▶ _Stated exercise A_:
According to the interview with Brendan Kirby, on what date was his first day as co-host of The Rhode Show?
▶ _Stated exercise B_:
From the rows, reproduce verbatim everything from the line with "Expected behaviour: for every instance of the dirt" up to and including the line with "x=345 y=267".

Brendan Kirby – Submitted photo

You are the co-host of The Rhode Show on WPRI/CBS 12. Tell us how you got that gig and how long you’ve been doing it.

I did what any self-respecting, driven person would do, I blackmailed my way into the business…

All kidding aside, I’ve always had a strong, passionate, and healthy interest in comedy, entertainment, and broadcasting. From a very young age I was drawn to talk shows; namely the late-night comedy talk shows. I loved the personalities of the hosts, the immediacy of them, and the overall entertainment they provided. My love of those programs sparked a serious interest in me that maybe I could someday be in front of the camera sometime down the line. Years later, when ‘The Rhode Show’ was launched locally and I viewed it as potential good fit for me to do something I love right in my home state. At the time I had already written, produced, and hosted my own late night comedy talk show on the Rhode Island Public Access channel called ‘Wicked Late with Brendan Kirby’ from 2003-12. Therefore, I felt that I possessed the experience to be ready to make broadcasting my full time career. ‘The Rhode Show’ had an open casting call in late 2013, so I sent in an audition video from my hole-in-the-wall apartment in Los Angeles where I was living at the time, and the next thing I knew, I had one callback and then another callback and eventually I got the gig and moved back to RI.  My first day as Co-Host of the show was January 2, 2014. The vast Southern New England viewing audience has been stuck with me every morning since. I’m sorry.

▶ _Source records_:
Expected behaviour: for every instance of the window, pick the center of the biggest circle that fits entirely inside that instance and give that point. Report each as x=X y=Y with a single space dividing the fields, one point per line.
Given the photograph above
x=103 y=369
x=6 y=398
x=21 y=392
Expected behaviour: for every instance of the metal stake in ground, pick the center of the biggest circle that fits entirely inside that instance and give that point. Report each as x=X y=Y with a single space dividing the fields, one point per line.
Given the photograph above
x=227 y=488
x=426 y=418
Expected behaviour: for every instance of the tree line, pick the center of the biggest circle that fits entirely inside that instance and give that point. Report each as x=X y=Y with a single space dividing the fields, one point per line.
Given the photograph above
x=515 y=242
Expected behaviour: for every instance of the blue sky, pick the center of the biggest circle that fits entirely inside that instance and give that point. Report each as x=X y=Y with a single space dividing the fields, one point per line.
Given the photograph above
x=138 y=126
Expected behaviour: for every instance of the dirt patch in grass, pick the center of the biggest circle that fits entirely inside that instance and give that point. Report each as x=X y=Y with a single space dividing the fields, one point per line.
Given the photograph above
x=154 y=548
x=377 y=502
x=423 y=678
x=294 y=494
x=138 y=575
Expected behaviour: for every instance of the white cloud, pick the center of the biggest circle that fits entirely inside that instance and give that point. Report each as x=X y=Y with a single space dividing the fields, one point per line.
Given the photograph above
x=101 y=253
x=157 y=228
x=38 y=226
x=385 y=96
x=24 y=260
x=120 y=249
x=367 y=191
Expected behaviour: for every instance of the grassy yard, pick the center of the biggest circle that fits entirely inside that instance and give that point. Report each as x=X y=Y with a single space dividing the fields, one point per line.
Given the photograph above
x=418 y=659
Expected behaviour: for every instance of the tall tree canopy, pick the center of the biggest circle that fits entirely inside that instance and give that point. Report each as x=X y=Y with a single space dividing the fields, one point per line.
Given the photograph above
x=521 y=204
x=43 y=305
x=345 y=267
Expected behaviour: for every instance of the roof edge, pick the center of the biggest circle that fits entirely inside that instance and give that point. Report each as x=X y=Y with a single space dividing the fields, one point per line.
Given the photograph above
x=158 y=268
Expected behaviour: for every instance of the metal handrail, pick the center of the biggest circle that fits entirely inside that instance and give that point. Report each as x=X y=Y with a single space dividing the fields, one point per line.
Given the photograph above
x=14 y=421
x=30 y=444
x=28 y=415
--
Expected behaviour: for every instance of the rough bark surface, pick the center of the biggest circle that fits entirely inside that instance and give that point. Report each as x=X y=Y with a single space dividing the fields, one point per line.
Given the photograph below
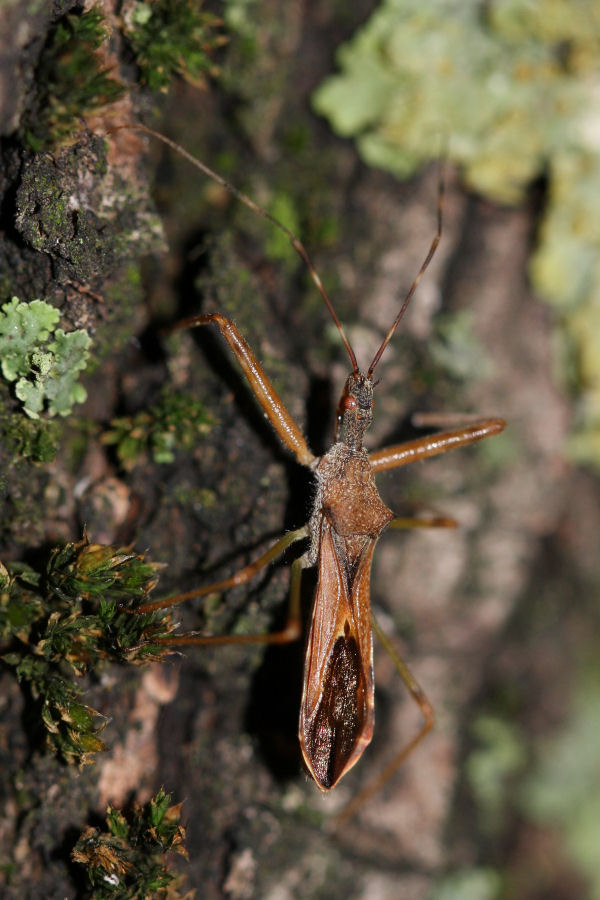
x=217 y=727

▶ _Correct answer A_:
January 2, 2014.

▶ _Correct answer B_:
Expected behaviour: for every instance of the dirt patch in grass, pick the center of the biggest circle that fits entirely inside that instance and give that point. Report each as x=X y=Y with a single space dividing the fields, one point per line.
Given the photograph above
x=154 y=548
x=377 y=502
x=423 y=678
x=294 y=494
x=138 y=575
Expected behaviour: for every instance of the white cloud, pick the center of the biggest circle that fits entirely inside that instance and give that point. Report each as x=X y=Y with a single space dividing the fields, one point per line.
Given the photograph above
x=101 y=253
x=157 y=228
x=38 y=226
x=385 y=96
x=24 y=260
x=120 y=249
x=367 y=191
Expected behaviour: for every instance of the grassy yard, pick the center of the biggest circle that fits entirely inside that instance and give that point. Report each as x=X y=Y with a single space dividing the fields, one point per line.
Given the photograph above
x=418 y=659
Expected behaviour: for every instance of the tall tree canopy, pick the center of the biggest circle that fits entirely inside that instance and give that point. Report each as x=X y=Y with a single space dividing the fields, one point per line.
Given the photograph above
x=521 y=204
x=43 y=305
x=345 y=267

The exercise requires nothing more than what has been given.